For reasons we’ll see later, we’ll want to use scaled versions of SSG and SSE:

  • The mean square between groups (MSG) is a scaled version of SSG;
    the mean squared errors (MSE) is a scaled version of SSE:

\[\begin{align*} MSG &\;\;=\;\; \frac{1}{\mathsf{df}_G} SSG \;\;=\;\; \frac{1}{k-1} SSG,\newline MSE&\;\;=\;\;\frac{1}{\mathsf{df}_E} SSE \;\;=\;\;\frac{1}{n-k} SSE.\end{align*}\]

The F statistic is defined to be ratio of these two: \[F \;=\; \frac{MSG}{MSE}.\]

  • Typically use software to compute. Not worth doing by hand.

Let’s now do a randomization test using this F statistic to see if the differences in means are likely due to random chance or not.

Example: class exam

A teacher gave three versions (A, B, C) of an exam.

  • Data is summarized in table/plot to the right.
  • Is the exam difficulty the same across the three versions?

Hypothesis test:

  • \(H_0\): All three versions are equally difficult. \[\mu_A = \mu_B = \mu_C\]
  • \(H_A\): At least one version is inherently more (or less) difficult than the others.
Version n Mean SD Min Max
A 58 75.1 13.9 44 100
B 55 72.0 13.8 38 100
C 51 78.9 13.1 45 100
Figure 2: Exam scores for each of the three sections.

Class Data Randomization Test

Randomization test with many means: same idea as in two means.

  • Null assumption: versions are equally difficult.
  • Exam version (A or B or C) is randomly allocated to the exam scores, under the null assumption.

  • For each simulation, we calculate the F statistic.
Figure 3: Histogram of 10,000 randomized F statistics.
  • 297 of 10,000 simulations had an F statistic greater than or equal to the observed value 3.48.
  • p-value 0.0297 is below 0.05, so we reject \(H_0\).
  • Conclusion: our observed value is unlikely due to chance if all exams were equally difficult.

Test statistic for three or more means is an F statistic

Recall: the F statistic is a ratio of how the groups differ (MSG) as compared to how the observations within a group vary (MSE).

\[F = \frac{MSG}{MSE}\]

  • When the \(H_0\) is true and the conditions below are met, the F statistic follows an F distribution with parameters \(df_1 = k-1\) and \(df_2 = n-k.\)

**Given request a:**
Add 99 to every coordinate in the listing from the line containing "Task: indicate the man in red" down to the line containing "x=344, y=49", both included. Give all of those lines again, task lines included.
The excerpt on the F statistic and the listing are unrelated material.

**Listed entries:**
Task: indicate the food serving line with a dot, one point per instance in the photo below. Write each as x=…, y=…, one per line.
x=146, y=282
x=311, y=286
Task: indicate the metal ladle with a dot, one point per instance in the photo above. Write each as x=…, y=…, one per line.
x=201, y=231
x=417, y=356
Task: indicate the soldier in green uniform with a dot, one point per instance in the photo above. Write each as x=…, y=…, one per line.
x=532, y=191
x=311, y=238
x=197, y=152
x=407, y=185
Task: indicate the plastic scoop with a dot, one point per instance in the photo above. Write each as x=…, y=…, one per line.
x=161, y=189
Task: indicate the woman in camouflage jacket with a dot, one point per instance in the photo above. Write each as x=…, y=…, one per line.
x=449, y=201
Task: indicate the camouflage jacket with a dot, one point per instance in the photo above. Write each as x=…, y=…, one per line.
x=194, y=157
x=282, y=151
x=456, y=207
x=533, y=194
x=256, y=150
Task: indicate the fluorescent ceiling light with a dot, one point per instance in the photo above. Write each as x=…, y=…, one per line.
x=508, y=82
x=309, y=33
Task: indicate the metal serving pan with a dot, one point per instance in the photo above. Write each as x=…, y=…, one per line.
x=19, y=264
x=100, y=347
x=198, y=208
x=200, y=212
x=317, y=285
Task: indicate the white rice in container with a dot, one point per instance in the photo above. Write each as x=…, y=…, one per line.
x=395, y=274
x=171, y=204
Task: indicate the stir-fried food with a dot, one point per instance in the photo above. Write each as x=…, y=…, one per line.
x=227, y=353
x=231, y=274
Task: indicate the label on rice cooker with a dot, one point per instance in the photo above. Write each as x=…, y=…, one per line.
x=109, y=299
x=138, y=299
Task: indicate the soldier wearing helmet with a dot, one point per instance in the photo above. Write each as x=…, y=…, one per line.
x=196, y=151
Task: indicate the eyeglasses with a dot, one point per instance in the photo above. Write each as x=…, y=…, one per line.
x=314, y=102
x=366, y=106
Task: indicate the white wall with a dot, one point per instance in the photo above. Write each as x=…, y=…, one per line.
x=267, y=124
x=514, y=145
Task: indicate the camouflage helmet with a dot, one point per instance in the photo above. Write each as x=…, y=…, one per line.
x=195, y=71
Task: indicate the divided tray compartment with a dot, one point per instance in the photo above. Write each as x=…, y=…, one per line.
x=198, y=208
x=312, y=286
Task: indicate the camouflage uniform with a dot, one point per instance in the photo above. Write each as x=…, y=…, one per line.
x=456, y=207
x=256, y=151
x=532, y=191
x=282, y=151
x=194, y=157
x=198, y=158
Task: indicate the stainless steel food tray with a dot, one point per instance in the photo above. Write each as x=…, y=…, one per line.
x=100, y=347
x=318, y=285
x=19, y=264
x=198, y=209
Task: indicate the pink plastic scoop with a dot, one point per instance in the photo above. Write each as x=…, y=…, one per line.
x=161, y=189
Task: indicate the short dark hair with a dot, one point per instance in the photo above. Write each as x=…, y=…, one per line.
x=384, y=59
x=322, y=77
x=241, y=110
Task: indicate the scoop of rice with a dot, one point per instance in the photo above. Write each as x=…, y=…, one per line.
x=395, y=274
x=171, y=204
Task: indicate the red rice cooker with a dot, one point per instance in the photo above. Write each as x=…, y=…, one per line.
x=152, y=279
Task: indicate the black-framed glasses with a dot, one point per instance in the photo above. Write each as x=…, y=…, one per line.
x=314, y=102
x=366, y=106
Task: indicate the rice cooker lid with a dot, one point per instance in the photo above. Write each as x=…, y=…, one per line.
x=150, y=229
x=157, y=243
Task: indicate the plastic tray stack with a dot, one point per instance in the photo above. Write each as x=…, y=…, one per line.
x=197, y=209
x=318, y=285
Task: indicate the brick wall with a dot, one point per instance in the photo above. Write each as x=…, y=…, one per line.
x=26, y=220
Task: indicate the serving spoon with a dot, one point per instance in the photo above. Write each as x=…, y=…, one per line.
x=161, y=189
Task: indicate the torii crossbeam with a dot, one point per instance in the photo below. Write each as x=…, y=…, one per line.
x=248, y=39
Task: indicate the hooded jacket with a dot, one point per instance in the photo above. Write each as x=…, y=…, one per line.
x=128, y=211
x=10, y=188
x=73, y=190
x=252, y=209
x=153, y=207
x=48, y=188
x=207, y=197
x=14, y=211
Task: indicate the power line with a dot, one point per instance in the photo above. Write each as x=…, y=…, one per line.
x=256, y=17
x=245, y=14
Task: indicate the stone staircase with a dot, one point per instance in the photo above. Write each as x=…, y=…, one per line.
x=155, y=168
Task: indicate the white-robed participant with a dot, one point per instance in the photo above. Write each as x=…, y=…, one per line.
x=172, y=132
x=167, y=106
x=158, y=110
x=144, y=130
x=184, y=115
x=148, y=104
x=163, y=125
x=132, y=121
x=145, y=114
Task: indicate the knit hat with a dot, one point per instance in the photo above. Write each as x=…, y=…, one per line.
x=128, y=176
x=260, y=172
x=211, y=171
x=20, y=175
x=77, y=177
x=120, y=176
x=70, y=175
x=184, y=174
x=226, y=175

---

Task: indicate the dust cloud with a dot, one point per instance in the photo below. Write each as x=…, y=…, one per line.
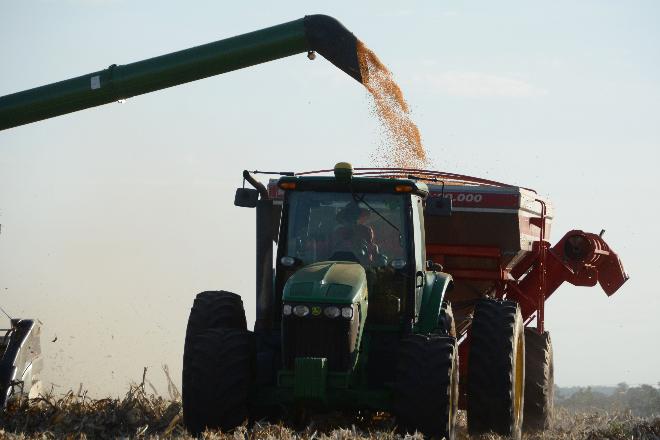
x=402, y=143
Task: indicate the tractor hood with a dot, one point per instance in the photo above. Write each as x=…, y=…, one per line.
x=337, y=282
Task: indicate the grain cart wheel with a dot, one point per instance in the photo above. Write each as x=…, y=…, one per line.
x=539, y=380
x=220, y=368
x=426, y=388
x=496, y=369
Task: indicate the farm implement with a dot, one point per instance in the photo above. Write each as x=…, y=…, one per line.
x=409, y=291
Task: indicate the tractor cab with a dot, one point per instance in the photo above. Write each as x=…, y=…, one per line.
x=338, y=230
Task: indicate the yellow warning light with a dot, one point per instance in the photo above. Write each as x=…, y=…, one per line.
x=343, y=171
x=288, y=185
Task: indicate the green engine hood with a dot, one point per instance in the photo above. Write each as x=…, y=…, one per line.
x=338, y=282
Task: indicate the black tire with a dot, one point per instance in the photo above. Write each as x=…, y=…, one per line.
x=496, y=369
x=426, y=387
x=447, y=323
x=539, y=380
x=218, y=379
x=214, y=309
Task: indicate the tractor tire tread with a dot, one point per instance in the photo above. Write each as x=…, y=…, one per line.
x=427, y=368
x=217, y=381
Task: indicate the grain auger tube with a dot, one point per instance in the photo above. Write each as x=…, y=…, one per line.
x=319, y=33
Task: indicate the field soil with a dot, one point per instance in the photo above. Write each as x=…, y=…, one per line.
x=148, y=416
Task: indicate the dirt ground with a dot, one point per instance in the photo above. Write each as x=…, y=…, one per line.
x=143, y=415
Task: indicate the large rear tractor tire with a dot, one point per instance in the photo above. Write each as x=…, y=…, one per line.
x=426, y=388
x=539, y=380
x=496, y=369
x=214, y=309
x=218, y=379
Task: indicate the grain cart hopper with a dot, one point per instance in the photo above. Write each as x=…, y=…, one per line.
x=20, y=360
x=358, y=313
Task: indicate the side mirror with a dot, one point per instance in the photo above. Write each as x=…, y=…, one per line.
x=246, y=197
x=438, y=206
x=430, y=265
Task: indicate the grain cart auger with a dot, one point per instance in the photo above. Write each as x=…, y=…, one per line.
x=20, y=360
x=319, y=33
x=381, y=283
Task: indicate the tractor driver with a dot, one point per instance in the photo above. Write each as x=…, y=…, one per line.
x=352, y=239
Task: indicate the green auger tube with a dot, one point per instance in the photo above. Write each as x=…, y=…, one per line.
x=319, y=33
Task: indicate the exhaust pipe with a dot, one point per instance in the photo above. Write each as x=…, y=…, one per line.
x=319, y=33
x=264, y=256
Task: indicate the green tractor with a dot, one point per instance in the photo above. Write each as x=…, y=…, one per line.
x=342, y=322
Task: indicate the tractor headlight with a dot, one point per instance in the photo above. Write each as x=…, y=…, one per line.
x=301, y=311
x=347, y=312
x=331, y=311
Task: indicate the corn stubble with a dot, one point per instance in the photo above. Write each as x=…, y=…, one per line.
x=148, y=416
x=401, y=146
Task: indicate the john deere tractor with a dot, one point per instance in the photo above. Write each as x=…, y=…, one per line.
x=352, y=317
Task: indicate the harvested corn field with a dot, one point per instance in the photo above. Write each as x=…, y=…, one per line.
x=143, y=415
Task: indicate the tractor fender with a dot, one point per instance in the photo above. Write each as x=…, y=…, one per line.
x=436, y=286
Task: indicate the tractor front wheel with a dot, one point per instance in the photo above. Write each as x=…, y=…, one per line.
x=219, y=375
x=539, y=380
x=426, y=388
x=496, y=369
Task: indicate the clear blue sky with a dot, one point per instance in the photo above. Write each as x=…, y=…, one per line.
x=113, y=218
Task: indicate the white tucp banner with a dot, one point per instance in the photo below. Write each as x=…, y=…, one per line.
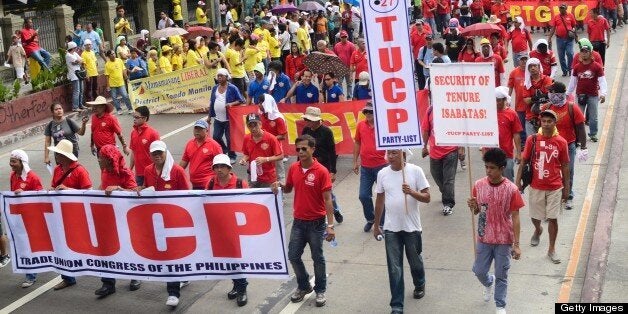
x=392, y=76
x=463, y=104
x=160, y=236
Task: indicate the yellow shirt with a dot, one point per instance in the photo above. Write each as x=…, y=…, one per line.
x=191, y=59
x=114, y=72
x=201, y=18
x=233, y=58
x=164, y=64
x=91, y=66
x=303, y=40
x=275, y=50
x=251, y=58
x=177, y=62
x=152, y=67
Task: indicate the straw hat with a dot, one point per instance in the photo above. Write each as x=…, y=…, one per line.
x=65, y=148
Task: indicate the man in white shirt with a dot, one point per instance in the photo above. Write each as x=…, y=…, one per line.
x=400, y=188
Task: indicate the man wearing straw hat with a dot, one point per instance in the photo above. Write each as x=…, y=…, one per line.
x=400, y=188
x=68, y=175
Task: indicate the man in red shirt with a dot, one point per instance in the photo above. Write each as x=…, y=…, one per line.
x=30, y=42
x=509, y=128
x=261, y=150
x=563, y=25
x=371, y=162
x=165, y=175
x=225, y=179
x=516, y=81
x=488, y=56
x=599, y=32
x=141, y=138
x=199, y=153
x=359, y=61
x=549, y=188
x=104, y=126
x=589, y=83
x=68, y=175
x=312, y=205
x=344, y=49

--

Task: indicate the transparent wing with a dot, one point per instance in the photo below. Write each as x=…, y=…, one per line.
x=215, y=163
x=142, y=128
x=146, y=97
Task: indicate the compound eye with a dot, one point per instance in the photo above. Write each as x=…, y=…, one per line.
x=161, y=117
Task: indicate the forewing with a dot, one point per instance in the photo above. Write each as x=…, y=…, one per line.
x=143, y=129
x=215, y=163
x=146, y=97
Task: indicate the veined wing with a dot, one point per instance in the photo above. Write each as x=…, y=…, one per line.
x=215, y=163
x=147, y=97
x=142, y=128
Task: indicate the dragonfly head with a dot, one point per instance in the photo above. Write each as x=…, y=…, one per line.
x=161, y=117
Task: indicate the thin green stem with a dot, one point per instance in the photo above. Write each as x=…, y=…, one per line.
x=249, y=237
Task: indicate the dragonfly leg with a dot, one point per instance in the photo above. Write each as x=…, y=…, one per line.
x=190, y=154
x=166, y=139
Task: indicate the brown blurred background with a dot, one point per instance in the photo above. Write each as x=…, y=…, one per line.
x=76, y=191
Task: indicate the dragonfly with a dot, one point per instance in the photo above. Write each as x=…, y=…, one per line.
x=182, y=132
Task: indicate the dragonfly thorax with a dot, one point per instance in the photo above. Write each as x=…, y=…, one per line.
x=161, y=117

**Given request b:**
Rewrite everything in the excerpt on the F statistic from "Let’s now do" down to "than the others.", replacing "versions" with "forms".

**Result a:**
Task: indicate the man in red shirt with a dot, one point per instance in the photo above. Write each as x=…, y=…, one per line.
x=129, y=141
x=608, y=227
x=360, y=249
x=662, y=124
x=470, y=261
x=264, y=274
x=324, y=278
x=615, y=180
x=587, y=155
x=698, y=131
x=240, y=237
x=298, y=252
x=458, y=160
x=648, y=287
x=203, y=225
x=688, y=182
x=167, y=274
x=411, y=304
x=443, y=148

**Result b:**
Let’s now do a randomization test using this F statistic to see if the differences in means are likely due to random chance or not.

Example: class exam

A teacher gave three forms (A, B, C) of an exam.

  • Data is summarized in table/plot to the right.
  • Is the exam difficulty the same across the three forms?

Hypothesis test:

  • \(H_0\): All three forms are equally difficult. \[\mu_A = \mu_B = \mu_C\]
  • \(H_A\): At least one version is inherently more (or less) difficult than the others.